_Job_
Recast the part of the listing below that opens with the line containing "the grey neck" and runs through the end of the listing as a Markdown table with the columns Row and Listing line. Number each line in order and leave out blank lines.

:: Stored data

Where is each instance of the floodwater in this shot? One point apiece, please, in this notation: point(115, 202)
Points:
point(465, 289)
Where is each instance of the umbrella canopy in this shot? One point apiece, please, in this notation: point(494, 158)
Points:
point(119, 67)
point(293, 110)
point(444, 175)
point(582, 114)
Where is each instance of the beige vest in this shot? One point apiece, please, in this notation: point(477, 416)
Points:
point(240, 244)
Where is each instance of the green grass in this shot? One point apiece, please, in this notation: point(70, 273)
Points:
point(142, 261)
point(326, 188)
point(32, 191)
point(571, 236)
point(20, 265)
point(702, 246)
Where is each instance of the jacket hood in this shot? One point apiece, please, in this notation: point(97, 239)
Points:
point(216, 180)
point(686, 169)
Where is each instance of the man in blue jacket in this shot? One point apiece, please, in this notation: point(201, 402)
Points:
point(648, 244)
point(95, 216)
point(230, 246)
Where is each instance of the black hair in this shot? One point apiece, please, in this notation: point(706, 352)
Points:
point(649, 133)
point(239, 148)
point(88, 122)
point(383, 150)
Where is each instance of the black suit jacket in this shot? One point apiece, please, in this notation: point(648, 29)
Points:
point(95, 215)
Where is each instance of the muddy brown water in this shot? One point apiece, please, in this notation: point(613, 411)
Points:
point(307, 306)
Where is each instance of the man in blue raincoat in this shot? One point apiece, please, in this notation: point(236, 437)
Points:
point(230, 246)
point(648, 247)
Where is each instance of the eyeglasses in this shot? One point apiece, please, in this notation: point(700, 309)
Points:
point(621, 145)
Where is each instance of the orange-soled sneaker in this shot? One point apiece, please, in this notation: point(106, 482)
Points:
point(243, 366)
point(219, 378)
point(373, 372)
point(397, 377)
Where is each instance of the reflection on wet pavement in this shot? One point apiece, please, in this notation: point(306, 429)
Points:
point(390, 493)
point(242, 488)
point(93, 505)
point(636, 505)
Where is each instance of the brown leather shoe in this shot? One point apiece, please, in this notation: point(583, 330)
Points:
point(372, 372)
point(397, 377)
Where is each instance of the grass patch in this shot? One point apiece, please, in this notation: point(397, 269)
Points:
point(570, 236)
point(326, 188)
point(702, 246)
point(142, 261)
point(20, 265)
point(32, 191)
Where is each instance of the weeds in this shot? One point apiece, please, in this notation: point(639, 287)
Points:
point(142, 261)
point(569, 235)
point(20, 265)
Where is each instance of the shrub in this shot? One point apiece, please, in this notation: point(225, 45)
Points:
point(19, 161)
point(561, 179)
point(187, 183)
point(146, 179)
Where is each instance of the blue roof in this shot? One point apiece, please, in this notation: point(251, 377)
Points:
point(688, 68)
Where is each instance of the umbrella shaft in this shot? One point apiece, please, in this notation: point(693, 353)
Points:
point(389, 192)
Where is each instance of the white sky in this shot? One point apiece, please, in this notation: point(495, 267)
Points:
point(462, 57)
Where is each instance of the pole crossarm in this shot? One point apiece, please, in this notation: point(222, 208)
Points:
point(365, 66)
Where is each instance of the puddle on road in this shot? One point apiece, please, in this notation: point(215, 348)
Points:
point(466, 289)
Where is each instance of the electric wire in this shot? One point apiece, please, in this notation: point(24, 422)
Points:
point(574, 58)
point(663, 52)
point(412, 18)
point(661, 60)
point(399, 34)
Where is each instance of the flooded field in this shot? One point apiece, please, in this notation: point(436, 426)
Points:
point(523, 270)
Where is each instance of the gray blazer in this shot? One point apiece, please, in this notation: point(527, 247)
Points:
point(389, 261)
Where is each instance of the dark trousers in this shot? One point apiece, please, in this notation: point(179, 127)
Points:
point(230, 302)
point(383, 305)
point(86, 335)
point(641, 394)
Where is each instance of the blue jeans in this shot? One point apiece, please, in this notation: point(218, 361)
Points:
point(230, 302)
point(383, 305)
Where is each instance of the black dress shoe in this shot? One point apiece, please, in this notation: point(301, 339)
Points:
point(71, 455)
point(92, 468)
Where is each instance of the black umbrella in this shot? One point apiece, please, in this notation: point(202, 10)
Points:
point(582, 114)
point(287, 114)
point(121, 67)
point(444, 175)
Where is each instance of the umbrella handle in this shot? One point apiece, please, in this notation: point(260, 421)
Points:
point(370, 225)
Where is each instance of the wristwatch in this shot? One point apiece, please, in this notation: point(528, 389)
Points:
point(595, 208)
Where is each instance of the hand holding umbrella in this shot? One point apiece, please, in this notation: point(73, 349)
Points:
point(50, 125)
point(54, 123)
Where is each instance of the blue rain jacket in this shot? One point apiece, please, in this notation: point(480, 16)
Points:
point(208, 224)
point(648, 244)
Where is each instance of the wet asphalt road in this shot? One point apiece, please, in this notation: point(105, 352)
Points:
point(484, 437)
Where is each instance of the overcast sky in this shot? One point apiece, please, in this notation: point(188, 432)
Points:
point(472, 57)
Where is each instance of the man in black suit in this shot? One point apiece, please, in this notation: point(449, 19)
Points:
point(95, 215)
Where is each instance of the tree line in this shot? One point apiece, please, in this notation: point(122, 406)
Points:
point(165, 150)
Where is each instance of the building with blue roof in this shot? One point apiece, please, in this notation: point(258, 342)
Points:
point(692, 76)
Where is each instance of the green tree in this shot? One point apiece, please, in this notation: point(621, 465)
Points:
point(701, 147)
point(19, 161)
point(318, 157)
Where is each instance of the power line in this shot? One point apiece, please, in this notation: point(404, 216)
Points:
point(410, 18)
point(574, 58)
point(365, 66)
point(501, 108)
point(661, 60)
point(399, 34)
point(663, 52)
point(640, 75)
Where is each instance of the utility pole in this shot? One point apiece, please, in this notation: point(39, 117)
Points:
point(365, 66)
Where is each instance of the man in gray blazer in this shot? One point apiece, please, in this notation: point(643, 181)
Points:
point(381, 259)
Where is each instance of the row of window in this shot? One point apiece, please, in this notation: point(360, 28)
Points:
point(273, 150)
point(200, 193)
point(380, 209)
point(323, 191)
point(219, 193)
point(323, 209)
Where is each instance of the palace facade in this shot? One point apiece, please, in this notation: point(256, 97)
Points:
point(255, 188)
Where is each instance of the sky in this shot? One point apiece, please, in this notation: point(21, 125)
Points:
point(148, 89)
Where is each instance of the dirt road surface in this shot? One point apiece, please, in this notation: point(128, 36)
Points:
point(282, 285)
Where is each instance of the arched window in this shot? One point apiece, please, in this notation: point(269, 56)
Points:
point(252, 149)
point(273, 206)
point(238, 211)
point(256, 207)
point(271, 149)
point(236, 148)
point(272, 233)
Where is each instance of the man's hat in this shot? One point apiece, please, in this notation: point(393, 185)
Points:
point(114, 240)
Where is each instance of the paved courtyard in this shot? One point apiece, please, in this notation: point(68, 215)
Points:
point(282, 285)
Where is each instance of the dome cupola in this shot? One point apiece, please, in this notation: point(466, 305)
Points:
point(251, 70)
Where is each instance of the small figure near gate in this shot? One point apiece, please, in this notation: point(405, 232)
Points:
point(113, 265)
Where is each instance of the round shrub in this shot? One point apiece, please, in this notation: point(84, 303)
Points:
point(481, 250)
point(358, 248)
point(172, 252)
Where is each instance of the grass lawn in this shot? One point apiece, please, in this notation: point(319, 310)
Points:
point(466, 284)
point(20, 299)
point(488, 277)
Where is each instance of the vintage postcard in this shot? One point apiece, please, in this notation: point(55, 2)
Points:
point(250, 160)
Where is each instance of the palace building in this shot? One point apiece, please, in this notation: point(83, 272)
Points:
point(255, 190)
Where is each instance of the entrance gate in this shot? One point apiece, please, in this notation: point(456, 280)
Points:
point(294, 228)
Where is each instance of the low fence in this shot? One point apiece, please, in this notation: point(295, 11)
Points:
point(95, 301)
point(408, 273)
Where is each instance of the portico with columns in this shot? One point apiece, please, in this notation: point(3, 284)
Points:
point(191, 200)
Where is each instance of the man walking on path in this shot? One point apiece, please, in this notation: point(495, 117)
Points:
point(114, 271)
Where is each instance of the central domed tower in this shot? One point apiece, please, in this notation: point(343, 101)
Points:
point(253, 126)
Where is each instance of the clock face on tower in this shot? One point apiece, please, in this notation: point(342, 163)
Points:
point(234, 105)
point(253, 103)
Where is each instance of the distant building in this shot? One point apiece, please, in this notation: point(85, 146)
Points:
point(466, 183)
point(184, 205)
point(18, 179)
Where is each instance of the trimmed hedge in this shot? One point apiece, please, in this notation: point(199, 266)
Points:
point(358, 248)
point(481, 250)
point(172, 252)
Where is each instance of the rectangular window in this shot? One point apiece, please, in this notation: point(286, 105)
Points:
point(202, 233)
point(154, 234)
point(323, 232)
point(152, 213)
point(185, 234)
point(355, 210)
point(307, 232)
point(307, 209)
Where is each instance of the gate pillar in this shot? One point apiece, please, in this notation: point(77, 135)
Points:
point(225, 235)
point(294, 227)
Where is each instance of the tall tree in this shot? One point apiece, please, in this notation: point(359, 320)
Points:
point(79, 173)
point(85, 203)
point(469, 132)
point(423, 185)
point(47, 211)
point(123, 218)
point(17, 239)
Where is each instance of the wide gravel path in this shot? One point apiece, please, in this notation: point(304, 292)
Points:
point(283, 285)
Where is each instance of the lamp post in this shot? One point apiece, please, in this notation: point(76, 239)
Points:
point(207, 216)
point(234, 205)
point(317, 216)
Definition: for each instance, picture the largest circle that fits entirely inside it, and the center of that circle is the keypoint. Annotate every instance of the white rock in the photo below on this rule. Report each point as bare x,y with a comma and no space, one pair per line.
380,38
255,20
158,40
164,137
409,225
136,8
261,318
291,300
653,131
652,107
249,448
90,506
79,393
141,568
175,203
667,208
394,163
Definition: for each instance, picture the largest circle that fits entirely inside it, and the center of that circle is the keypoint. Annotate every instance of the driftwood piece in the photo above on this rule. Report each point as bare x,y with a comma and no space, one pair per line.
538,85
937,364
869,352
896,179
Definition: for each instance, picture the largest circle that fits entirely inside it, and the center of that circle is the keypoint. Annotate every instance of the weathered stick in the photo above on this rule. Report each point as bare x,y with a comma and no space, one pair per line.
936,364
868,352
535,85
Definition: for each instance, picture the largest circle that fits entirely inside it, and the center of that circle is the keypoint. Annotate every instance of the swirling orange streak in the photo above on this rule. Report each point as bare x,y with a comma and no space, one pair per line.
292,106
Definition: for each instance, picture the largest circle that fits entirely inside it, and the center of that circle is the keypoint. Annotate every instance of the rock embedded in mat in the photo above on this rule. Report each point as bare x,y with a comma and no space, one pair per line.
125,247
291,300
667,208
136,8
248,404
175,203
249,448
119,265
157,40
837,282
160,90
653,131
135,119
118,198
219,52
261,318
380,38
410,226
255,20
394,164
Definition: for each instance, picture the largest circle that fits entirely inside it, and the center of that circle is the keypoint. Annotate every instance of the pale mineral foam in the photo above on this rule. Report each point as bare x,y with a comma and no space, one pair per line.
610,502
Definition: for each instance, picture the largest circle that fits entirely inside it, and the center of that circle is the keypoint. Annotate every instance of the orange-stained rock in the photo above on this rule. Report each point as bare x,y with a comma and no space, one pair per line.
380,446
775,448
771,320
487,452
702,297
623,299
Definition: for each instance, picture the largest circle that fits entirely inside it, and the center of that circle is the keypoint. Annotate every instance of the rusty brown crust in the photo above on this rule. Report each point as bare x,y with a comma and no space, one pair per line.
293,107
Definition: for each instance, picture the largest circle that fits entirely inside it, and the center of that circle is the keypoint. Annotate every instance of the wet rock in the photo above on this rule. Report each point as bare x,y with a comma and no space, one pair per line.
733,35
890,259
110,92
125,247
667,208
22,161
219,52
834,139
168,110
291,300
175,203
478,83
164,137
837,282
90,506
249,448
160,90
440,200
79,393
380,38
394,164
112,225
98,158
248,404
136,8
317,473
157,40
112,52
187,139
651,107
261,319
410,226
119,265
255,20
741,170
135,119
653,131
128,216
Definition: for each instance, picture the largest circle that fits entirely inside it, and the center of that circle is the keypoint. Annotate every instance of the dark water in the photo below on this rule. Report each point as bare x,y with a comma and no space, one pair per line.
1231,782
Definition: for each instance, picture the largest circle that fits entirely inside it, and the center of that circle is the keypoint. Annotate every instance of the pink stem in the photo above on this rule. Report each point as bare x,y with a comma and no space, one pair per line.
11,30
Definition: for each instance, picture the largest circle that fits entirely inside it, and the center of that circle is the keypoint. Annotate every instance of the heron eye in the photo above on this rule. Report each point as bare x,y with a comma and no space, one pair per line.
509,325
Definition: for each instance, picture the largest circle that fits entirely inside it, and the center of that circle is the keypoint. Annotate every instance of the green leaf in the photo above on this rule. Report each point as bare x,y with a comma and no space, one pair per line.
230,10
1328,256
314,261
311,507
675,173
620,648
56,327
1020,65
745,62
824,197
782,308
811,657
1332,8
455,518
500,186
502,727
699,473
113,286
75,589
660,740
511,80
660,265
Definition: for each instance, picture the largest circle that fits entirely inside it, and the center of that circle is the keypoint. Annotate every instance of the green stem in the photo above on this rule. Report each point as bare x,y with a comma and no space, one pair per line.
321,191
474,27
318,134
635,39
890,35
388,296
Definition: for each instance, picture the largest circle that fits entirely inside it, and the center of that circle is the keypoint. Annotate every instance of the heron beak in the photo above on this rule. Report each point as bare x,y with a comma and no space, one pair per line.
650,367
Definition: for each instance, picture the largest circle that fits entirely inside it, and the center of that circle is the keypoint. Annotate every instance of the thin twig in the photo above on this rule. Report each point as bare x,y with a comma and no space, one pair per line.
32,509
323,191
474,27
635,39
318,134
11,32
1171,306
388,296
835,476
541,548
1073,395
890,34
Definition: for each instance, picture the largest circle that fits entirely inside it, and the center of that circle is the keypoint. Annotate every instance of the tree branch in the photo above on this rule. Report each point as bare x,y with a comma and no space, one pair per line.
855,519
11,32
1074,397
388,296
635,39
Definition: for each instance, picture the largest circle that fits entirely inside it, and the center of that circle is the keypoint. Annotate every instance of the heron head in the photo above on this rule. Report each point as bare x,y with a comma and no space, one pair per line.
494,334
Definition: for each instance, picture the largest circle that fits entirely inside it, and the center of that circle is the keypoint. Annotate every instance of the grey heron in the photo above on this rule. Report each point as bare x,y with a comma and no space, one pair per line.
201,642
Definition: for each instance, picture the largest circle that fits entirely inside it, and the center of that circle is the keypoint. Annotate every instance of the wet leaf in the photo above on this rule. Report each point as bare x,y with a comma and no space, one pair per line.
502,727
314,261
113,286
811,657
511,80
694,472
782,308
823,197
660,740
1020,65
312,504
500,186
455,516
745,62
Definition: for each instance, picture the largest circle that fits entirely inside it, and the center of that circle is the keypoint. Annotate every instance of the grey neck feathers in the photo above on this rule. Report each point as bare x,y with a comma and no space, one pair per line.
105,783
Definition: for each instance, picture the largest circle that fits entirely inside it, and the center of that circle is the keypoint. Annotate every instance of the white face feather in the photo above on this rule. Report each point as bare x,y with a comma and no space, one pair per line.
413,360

::::

_Output of the task_
| Row | Listing line |
|---|---|
| 1 | Definition: for each instance, picture the largest circle that fits entirely inside it, and the center of that circle is the keypoint. Annotate every instance of the grey neck feathers in the photo above on this rule. Report each point as bare x,y with a comma and no space, one pair per line. |
| 2 | 105,783 |
| 3 | Definition: for each instance, picture the largest circle that fits entirely inside it, and the center of that circle is the keypoint. Annotate every instance of the white face feather in the photo above on this rule. Report each point as bare x,y with a comma and no space, one pair per line. |
| 4 | 413,360 |